**To do:**
Pull each line holding "wall" out of the entries below.

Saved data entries
____________________
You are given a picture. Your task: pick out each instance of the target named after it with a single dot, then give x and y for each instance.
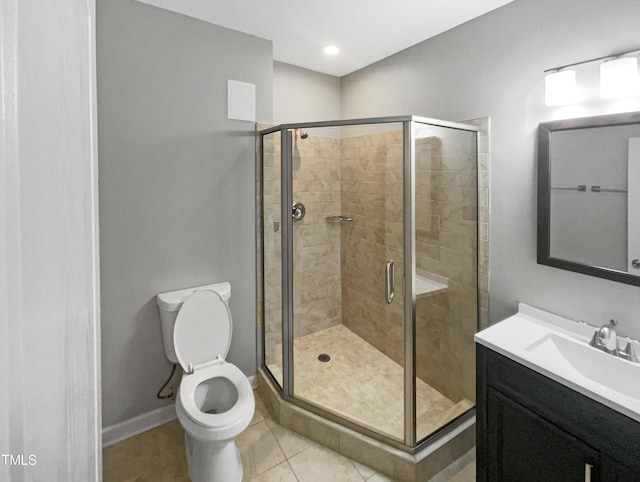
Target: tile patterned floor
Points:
(270, 453)
(363, 384)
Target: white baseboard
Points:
(123, 430)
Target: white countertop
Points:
(559, 348)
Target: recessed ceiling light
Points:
(331, 50)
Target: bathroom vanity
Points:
(552, 408)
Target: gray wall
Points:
(301, 95)
(177, 189)
(493, 66)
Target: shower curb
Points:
(422, 466)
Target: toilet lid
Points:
(203, 329)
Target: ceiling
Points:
(364, 30)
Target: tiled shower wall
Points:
(339, 268)
(316, 243)
(317, 280)
(446, 246)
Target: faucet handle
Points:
(629, 353)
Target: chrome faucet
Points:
(606, 339)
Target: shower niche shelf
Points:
(428, 284)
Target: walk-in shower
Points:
(369, 280)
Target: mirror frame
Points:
(545, 130)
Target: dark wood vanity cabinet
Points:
(533, 429)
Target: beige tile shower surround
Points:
(371, 192)
(363, 384)
(368, 172)
(270, 453)
(317, 286)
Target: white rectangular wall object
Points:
(241, 101)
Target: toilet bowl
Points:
(215, 402)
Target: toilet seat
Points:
(216, 421)
(201, 337)
(203, 330)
____________________
**Response box:**
Target: gray wall
Target: tiled shower wall
Target: white rectangular wall object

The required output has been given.